- **Task instructions**
Beginning with the first line of the data below, extract each line up to and including the one containing "<point>249,639</point>". Copy them exactly and add nothing.

- **Data extracts**

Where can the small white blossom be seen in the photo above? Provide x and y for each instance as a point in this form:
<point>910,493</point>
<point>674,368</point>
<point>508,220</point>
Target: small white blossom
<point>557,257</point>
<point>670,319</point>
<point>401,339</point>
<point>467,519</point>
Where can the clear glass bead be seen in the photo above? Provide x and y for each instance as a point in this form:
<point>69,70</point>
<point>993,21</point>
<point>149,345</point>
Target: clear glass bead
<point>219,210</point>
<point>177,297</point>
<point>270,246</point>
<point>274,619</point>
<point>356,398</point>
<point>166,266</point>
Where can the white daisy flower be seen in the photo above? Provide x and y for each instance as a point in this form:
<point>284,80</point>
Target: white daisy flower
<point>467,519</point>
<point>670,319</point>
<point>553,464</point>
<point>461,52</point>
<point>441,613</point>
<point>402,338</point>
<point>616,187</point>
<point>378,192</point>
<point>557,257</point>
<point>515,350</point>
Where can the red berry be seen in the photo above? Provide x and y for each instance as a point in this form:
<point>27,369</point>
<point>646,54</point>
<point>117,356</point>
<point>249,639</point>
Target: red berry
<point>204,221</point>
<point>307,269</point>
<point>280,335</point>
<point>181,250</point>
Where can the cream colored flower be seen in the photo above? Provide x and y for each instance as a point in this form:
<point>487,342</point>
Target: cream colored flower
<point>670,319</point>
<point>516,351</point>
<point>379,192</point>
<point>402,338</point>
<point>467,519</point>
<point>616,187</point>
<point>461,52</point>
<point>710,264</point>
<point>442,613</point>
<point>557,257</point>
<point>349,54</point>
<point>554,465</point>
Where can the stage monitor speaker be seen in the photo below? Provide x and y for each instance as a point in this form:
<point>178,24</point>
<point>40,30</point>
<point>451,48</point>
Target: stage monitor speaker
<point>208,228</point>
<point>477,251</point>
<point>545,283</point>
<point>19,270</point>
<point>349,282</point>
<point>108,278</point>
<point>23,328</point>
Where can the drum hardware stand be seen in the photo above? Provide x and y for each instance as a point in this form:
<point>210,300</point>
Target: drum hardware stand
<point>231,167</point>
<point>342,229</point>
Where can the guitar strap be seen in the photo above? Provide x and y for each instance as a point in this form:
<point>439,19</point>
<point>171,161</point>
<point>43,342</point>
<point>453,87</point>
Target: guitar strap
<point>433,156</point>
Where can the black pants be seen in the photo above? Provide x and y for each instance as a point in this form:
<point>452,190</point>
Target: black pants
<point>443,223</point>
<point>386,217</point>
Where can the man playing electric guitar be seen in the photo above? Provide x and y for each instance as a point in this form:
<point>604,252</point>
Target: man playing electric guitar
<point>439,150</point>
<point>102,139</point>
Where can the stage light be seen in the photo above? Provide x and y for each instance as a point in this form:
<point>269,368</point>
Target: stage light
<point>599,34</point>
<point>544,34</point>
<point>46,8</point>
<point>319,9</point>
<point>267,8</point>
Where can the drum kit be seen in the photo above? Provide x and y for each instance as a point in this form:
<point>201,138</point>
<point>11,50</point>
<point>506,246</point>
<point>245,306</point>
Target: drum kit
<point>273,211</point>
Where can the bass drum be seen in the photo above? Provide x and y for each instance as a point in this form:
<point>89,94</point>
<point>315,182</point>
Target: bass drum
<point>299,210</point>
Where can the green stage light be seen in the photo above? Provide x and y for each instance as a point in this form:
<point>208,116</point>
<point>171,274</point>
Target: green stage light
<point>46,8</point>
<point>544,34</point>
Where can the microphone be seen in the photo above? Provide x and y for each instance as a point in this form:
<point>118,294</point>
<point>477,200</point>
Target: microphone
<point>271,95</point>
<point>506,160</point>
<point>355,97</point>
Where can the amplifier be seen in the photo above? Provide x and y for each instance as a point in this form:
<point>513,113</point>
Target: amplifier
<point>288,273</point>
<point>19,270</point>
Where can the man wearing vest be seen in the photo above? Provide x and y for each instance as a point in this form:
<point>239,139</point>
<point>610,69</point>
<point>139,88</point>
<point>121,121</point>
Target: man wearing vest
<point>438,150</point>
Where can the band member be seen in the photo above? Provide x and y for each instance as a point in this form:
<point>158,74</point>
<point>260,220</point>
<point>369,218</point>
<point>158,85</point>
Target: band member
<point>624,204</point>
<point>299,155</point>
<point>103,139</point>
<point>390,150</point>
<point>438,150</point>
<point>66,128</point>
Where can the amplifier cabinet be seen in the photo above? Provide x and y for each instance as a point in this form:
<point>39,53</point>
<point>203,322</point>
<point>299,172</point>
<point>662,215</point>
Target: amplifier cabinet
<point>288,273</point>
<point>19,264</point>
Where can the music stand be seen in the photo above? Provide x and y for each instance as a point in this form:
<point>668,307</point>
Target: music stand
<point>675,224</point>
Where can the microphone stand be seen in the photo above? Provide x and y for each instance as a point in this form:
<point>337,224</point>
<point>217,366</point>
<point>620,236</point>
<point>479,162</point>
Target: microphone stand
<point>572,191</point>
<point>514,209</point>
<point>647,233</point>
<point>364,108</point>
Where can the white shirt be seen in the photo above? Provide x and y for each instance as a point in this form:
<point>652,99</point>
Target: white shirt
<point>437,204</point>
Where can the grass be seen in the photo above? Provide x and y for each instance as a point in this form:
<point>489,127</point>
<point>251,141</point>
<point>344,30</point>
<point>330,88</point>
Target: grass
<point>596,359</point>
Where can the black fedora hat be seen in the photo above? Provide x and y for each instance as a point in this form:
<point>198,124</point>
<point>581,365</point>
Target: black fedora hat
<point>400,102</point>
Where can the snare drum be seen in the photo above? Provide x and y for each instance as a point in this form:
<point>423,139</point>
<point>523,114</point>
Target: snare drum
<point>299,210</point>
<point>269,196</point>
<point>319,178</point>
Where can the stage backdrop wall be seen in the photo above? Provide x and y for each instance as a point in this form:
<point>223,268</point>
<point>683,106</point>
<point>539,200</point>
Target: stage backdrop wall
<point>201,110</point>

- **Reply**
Where can the small white blossom be seen in the photo above? Provide x and y for each instance as a point in this form:
<point>910,493</point>
<point>674,368</point>
<point>508,220</point>
Target: small white blossom
<point>557,257</point>
<point>670,319</point>
<point>401,339</point>
<point>467,519</point>
Where can the clear glass bead be seen in the photo above? Provide x and y for each instance as a point in this form:
<point>69,70</point>
<point>993,21</point>
<point>149,345</point>
Target: clear glass bead
<point>219,210</point>
<point>177,297</point>
<point>270,246</point>
<point>274,619</point>
<point>356,398</point>
<point>166,266</point>
Where can the white daisy flower be seen in the photo above? Provide x and y for each instance as a point in this form:
<point>284,80</point>
Target: white daisy flower
<point>467,519</point>
<point>670,319</point>
<point>553,464</point>
<point>461,52</point>
<point>441,613</point>
<point>402,338</point>
<point>616,187</point>
<point>378,192</point>
<point>557,257</point>
<point>515,350</point>
Where can the red berry be seen in the photo above? Provide x and y for each instance as a point in this form:
<point>27,369</point>
<point>646,54</point>
<point>117,356</point>
<point>249,639</point>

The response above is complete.